BEGIN Passage provided

Good job Josh!  Thank You.

Craig


----------



## Dusty (Sep 10, 2020)

YYCHobbyMachinist said:


> Good job Josh!  Thank You.
> 
> Craig



Ditto that Craig. My Dog the Drill post #5 shouldn't have the last 3 black and white images just the 2 in colour and the 1st black & white. Bottom 3 black & white should be removed when you have time Josh. Thanks again!


----------



## YYCHM (Sep 10, 2020)

Images appear to be restored


----------



## RobinHood (Sep 10, 2020)

Dusty said:


> My Dog the Drill post #5 shouldn't have the last 3 black and white images just the 2 in colour and the 1st black & white. Bottom 3 black & white should be removed when you have time Josh.



If you go to your post Bill, you should see an “Edit” button. Press it. Now it opens your post and you can sort out your pictures. When you are done, select “Save”. Only you have the “ Edit“ function since it is your post.


----------



## Dusty (Sep 10, 2020)

Hi RobinHood, no button showing believe my post is now time expire for the EDIT function. We'll work it out!


----------



## Jwest7788 (Sep 10, 2020)

Thanks team!

Glad to be able to help!

The images should all be good to go too!

John is right, the issue was at the server level, above the forum. Was a messy day for me with dozens of websites having issues all at the same time. Haha


----------



## David_R8 (Sep 10, 2020)

Thanks for all you do @Jwest7788 and @Janger!


----------



## YotaBota (Sep 11, 2020)

+1, 
I've worked in the IT industry and know the pressure of an outage with the entire building sitting behind you tapping their toes waiting for the net to be restored. At least here there is no money or stockholders to worry about. 
Thanks guys.


----------



## CalgaryPT (Sep 15, 2020)

Janger said:


> @Jwest7788 Big thanks to Josh for running the server and fixing it like today when we have issues. Please remember everybody this thing is volunteer run. We're fortunate to have Josh figure out all the technical back end and to have a server we can be hosted on. Other bigger yet still volunteer sites have a heavy ad presence to pay for all that.


Thanks @Jwest7788 for fixing things.


----------



## Jwest7788 (Sep 16, 2020)

CalgaryPT said:


> Thanks @Jwest7788 for fixing things.





David_R8 said:


> Thanks for all you do @Jwest7788 and @Janger!



Thanks to you! A forum is nothing without members, we all deserve credit for this community.


----------

END Passage provided
BEGIN Data

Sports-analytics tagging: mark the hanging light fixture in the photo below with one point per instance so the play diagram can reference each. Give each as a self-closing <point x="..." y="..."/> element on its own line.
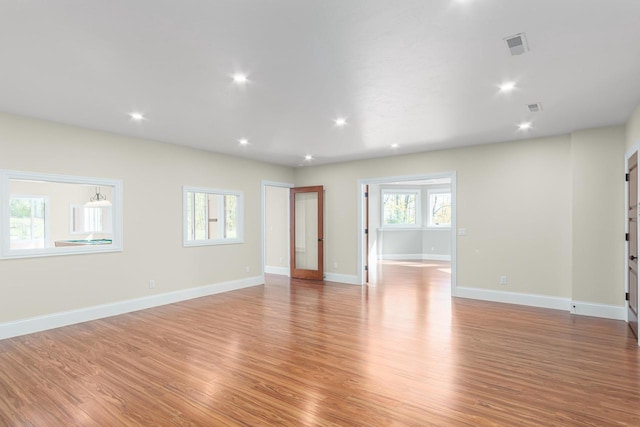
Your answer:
<point x="98" y="199"/>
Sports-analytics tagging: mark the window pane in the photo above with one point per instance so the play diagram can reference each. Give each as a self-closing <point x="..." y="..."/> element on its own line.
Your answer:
<point x="230" y="204"/>
<point x="440" y="209"/>
<point x="200" y="216"/>
<point x="399" y="208"/>
<point x="27" y="222"/>
<point x="212" y="216"/>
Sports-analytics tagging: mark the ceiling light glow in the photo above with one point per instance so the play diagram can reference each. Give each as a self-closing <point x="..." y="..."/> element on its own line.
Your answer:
<point x="340" y="121"/>
<point x="240" y="78"/>
<point x="507" y="86"/>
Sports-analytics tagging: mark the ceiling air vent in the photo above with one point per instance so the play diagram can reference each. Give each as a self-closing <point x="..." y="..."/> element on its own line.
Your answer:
<point x="517" y="44"/>
<point x="534" y="108"/>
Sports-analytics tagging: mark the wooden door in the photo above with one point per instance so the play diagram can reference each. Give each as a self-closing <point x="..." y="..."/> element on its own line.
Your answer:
<point x="633" y="243"/>
<point x="306" y="233"/>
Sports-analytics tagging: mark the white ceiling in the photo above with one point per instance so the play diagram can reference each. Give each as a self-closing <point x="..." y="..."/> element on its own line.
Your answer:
<point x="419" y="73"/>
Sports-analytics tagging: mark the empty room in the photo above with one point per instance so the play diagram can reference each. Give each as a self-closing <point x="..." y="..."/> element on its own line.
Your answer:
<point x="330" y="213"/>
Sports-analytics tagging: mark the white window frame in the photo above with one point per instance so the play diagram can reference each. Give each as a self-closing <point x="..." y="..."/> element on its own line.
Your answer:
<point x="430" y="192"/>
<point x="415" y="191"/>
<point x="5" y="197"/>
<point x="187" y="241"/>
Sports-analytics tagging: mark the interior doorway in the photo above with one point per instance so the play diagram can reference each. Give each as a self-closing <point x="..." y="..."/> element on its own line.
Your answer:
<point x="407" y="222"/>
<point x="275" y="228"/>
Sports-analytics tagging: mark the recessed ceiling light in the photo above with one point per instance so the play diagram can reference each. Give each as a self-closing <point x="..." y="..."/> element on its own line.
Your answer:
<point x="507" y="86"/>
<point x="138" y="117"/>
<point x="340" y="121"/>
<point x="240" y="78"/>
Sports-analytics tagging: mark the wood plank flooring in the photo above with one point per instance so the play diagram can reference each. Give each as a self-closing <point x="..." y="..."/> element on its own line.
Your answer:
<point x="295" y="353"/>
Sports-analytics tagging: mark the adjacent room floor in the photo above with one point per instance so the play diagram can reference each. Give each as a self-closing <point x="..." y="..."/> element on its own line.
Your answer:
<point x="307" y="353"/>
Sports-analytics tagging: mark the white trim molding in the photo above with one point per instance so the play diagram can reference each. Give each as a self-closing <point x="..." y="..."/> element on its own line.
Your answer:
<point x="580" y="308"/>
<point x="66" y="318"/>
<point x="533" y="300"/>
<point x="616" y="312"/>
<point x="413" y="257"/>
<point x="283" y="271"/>
<point x="347" y="279"/>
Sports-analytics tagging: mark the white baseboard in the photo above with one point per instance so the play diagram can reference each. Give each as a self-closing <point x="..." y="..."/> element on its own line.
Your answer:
<point x="617" y="312"/>
<point x="283" y="271"/>
<point x="342" y="278"/>
<point x="532" y="300"/>
<point x="575" y="307"/>
<point x="65" y="318"/>
<point x="423" y="257"/>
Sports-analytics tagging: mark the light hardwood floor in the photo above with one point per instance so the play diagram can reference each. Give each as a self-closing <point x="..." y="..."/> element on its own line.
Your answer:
<point x="301" y="353"/>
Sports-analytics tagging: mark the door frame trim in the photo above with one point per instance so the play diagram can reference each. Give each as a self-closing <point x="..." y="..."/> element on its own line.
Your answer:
<point x="381" y="180"/>
<point x="263" y="208"/>
<point x="627" y="155"/>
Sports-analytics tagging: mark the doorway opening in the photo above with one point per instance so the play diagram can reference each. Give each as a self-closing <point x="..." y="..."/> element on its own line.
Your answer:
<point x="275" y="228"/>
<point x="407" y="222"/>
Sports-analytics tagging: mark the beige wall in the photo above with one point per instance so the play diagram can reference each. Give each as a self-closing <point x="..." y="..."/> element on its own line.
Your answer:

END Data

**Task set:**
**1.** Repeat the part of the forum thread running from "## David_R8 (Sep" down to "Thanks guys.".
**2.** How many lines of the listing contain the string "doorway"? Reply with only the number.
The forum thread and the listing are separate pieces of material with no link between them.

**List of solutions:**
**1.**
## David_R8 (Sep 10, 2020)

Thanks for all you do @Jwest7788 and @Janger!


----------



## YotaBota (Sep 11, 2020)

+1, 
I've worked in the IT industry and know the pressure of an outage with the entire building sitting behind you tapping their toes waiting for the net to be restored. At least here there is no money or stockholders to worry about. 
Thanks guys.

**2.** 2